(Zu bearbeitende Aufgaben)
- a) Übertrage den Satz „Als inhaltlicher Schwerpunkt wurde der »Kreislauf der Natur« gewählt.“ aus dem ausgewählten Textauszug ins Englische.
- b) Zähle die Zeilen, in denen die Zeichenfolge „mountain“ vorkommt, und gib nur die Zahl an. Groß- und Kleinschreibung ist dabei zu beachten.

Zusammen mit der »Zirkusschule Seifenblase« hat die Freie Waldorfschule Oldenburg einen neuen Raum der Begegnung für die Schüler des Heilpädagogischen Schulzweiges und der »Regel«-Waldorfschule eröffnet.
Als inhaltlicher Schwerpunkt wurde der »Kreislauf der Natur« gewählt. In der Trainingszeit gab es artistische Arbeit auf der einen und inhaltliche Arbeit zum Thema Kreisläufe in der Natur andererseits. Doch das Miteinander war zu Anfang gar nicht einfach: Verweigerungshaltung, Befangenheit, Albernheiten, Unsicherheiten … Erst ein Text von Johanna aus der zehnten Klasse der Waldorfschule brachte die Wende:
Und du nimmst sie an die Hand,
stellst dich gerade hin, lächelst sie an
Trau dich, nur Mut, dann wird alles gut.
Du bist jetzt 15 Jahre alt,
aber wenn du an die Jahre zurückdenkst, wird dir kalt,
und du fühlst dich schon unendlich alt.
Du erinnerst dich an deine Mutter,
die mit dir am Feuer saß,
dir alte Geschichten und Weisheiten erzählte
und mit dir rote Beeren aß.
An die Tage in den Wäldern,
an das Lachen der anderen Kinder,
an deine Familie
und an die Jäger und Sammler.
Du denkst an den Tag,
an dem alles anders wurde,
die Bäume verschwanden,
und das Lachen der Menschen erstarb.
An dem du vertrieben wurdest,
an dem deine Mutter starb.
Dein letzter Blick auf den Platz,
der einmal dein Zuhause war.
Und du weißt,
Du willst etwas ändern!
Damit auch du
deinen Kindern Geschichten erzählen kannst,
hier in den Wäldern.
Und nimmst sie an die Hand,
stellst dich gerade hin, lächelst sie an,
Trau dich. Nur Mut, dann wird alles gut.
Du stehst vor uns,
den Politikern und Beamten, den Angestellten,
den Arbeitslosen und den Verarmten.
Und du erzählst uns allen eine Geschichte,
unsere Geschichte.
Über den Kreislauf des Lebens und der Natur,
über die Bäume, die wir brauchen,
und über die Ruhe.
Du erzählst von den Meeres- und Luftströmungen,
die für unsere Nahrung und unser Wasser sorgen,
weil sie unser Klima bestimmen.
Und du fragst uns,
wie wir unseren Kindern
noch in die Augen schauen können,
wenn wir ihre Grundlagen vernichten,
und einfach nicht aufhören,
andere Familien zu vertreiben,
zu foltern und zu zerstören.
Du erzählst von Macht und Geld,
dass viele nur reich und besser sein wollen als andere,
von Kriegen um Bodenschätze,
wofür tausende Menschen sterben.
Doch Hauptsache wir sind reich
und wir können viel von unseren Eltern erben.

(Vorliegende Zeilen)
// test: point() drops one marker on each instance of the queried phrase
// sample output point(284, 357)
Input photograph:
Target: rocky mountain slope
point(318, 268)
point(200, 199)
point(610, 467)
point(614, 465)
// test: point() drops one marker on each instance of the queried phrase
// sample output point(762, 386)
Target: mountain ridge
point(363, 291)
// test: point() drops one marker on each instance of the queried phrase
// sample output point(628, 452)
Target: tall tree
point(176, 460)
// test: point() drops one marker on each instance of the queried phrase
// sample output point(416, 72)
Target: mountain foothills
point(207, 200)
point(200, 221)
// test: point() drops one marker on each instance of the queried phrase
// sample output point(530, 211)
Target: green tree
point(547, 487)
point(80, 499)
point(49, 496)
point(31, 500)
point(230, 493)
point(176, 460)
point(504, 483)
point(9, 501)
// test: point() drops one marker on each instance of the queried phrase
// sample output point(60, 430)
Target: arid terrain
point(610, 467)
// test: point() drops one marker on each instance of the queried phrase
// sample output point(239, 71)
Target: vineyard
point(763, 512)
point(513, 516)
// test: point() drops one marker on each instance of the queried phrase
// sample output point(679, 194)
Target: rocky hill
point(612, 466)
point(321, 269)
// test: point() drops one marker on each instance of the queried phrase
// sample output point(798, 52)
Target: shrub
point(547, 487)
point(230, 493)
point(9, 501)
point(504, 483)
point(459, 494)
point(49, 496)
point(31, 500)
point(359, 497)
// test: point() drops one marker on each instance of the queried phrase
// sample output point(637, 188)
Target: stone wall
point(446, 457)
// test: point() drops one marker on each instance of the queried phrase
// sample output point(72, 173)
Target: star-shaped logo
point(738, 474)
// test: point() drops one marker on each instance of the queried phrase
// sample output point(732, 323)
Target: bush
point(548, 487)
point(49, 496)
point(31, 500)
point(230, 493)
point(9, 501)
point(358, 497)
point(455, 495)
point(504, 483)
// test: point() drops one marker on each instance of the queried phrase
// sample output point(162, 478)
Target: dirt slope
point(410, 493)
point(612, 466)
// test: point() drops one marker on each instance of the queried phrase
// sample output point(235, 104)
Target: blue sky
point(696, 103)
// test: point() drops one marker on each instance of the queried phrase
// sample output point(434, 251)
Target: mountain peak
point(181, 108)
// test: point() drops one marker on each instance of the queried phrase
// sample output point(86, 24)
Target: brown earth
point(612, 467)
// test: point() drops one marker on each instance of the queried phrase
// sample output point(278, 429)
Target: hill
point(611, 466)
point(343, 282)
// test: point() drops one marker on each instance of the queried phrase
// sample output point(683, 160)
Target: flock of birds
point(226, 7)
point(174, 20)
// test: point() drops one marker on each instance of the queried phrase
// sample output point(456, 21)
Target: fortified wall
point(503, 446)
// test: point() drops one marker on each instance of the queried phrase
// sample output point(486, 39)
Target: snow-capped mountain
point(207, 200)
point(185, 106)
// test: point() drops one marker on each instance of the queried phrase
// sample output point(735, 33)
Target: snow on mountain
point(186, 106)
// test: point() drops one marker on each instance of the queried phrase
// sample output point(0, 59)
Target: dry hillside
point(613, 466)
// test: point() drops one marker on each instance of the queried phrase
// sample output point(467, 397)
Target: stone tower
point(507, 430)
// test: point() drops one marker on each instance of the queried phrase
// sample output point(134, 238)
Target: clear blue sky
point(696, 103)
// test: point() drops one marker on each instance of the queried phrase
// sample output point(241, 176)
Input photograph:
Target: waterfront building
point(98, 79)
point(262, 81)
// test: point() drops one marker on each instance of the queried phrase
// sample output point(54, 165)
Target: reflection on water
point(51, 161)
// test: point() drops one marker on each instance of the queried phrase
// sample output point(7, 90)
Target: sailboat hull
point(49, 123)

(Lösungen der Aufgaben)
- a) The "Cycle of Nature" was chosen as the thematic focus.

- b) 6